## Task directions
Set down the data below without change, skipping the pictures it holds.
########
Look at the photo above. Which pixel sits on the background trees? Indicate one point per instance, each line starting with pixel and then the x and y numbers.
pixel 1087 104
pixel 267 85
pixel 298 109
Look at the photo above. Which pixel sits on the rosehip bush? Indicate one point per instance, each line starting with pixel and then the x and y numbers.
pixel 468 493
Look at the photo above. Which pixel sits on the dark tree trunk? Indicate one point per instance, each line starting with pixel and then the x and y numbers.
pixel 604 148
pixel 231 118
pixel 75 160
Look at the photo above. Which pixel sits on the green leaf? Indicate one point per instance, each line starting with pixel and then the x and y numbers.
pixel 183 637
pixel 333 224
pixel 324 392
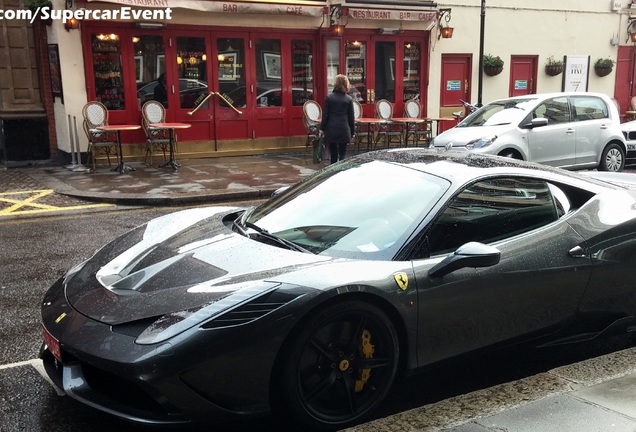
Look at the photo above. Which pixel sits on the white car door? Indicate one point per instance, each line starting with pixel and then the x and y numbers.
pixel 555 143
pixel 593 128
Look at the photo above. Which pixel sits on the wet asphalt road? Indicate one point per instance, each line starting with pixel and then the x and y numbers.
pixel 38 250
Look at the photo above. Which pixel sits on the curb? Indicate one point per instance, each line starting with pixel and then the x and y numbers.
pixel 211 196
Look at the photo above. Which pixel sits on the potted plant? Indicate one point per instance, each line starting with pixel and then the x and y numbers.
pixel 493 65
pixel 553 67
pixel 604 66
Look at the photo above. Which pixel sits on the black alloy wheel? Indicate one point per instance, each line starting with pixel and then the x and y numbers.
pixel 339 366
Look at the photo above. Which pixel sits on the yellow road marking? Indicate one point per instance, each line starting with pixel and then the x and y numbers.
pixel 17 205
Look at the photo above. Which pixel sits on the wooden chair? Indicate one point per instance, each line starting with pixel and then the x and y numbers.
pixel 416 131
pixel 96 114
pixel 156 139
pixel 389 131
pixel 312 116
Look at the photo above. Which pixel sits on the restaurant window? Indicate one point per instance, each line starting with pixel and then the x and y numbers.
pixel 231 73
pixel 268 73
pixel 385 71
pixel 333 62
pixel 109 82
pixel 302 72
pixel 191 66
pixel 355 61
pixel 411 70
pixel 149 65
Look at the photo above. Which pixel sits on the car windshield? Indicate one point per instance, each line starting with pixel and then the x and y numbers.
pixel 353 209
pixel 499 113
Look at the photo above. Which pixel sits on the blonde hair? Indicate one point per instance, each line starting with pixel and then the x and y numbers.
pixel 341 83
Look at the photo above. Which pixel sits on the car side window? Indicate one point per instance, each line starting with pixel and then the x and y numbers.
pixel 492 210
pixel 556 110
pixel 589 108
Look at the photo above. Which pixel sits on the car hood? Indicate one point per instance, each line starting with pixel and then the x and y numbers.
pixel 460 136
pixel 629 126
pixel 177 262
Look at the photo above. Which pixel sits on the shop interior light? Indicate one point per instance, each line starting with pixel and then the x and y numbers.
pixel 336 12
pixel 444 31
pixel 337 30
pixel 389 30
pixel 150 25
pixel 71 24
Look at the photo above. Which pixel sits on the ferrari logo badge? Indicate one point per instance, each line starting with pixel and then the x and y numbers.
pixel 402 280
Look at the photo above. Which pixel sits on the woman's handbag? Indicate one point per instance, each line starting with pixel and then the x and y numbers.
pixel 318 145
########
## Written response
Look at the photo above. Which pixel sits on the background trees? Indicate one point per instance, each line starting with pixel and then the x and y numbers.
pixel 1087 104
pixel 267 85
pixel 298 109
Look at the photo above. Which pixel sits on the rosehip bush? Indicate one point per instance, each line starting with pixel and then the x and y numbers.
pixel 468 493
Look at the photo above. Which pixel sits on the dark tree trunk? Indicate one point per instance, each line starting with pixel and then the x and y numbers.
pixel 604 148
pixel 231 118
pixel 75 160
Look at the photo above. Which pixel sits on the green leaf? Indicate one point per instance, each line starting with pixel and then the x and y numbers.
pixel 183 637
pixel 333 224
pixel 324 392
Look at the photo above. Which pixel sits on the white car door? Indicate one point per instance, each line starting with pixel and then the x and y numbers.
pixel 555 143
pixel 593 128
Look at the photo above. Which pixel sits on the wet asphalt road? Indicate one point per instance, each line starting with pixel and then the x and y numbers.
pixel 38 250
Look at the photo above. Which pixel sits on the curb? Indicate one point per instance, each line starting with pixel and then the x and y numbers.
pixel 211 196
Look at the photo above. Which pixel sits on the potted plant? Indicate one point per instance, each line starting with pixel and then the x and y numbers.
pixel 493 65
pixel 553 67
pixel 604 66
Look at the photo above. Which pixel sits on the black alloy wheel? Indicate one point per instance, each line starting with pixel and then the x and y numbers.
pixel 339 366
Look at the photo above. Which pixel sits on the yellow road marking? Indicate one point per instance, each line starting with pixel and then the x and y numbers.
pixel 17 205
Look at the photo above. Which pixel sits on the wooden chair? Indicate one point per instance, each line starting with pixel and then the x and y numbers.
pixel 416 131
pixel 96 114
pixel 156 139
pixel 389 131
pixel 312 116
Look at the photo above. Which pixel sits on the restaurant window? Indicate one point per instance, each line starting with pixel and then the x and y numbers.
pixel 231 73
pixel 268 73
pixel 385 71
pixel 333 62
pixel 109 82
pixel 302 72
pixel 191 66
pixel 355 61
pixel 411 70
pixel 149 65
Look at the photo above. Which pixel sits on the car windshield? Indicate one point per instance, each line starting with pixel and then the x and y numbers.
pixel 353 209
pixel 499 113
Look at the photo above. Which pixel sits on the blonde hair? Indicate one point per instance, each line starting with pixel and then the x and y numbers.
pixel 341 83
Look at the photo above. Which pixel sits on the car side window? Indicate one point per instance, each line starting with pixel and then the x and y numbers.
pixel 492 210
pixel 556 110
pixel 589 108
Look at the photo above. Which pixel sits on the car hood? Indicate one point per instance, each line starting with pixel and then the x and y numbers.
pixel 460 136
pixel 629 126
pixel 177 262
Look at the photo above. Which pixel sits on the shop interior light? Indicate one point per instance, each line starting with pixel and then the x and y numbers.
pixel 336 12
pixel 444 31
pixel 337 30
pixel 389 30
pixel 150 25
pixel 71 24
Look at the photo above. Which pixel sits on the ferrari logo badge? Indicate one point per instance, each line starting with pixel and then the x and y numbers.
pixel 402 280
Look at the photo above. Which pixel sits on the woman's handbag? Indicate one point per instance, each line starting with pixel and then the x and y numbers.
pixel 318 145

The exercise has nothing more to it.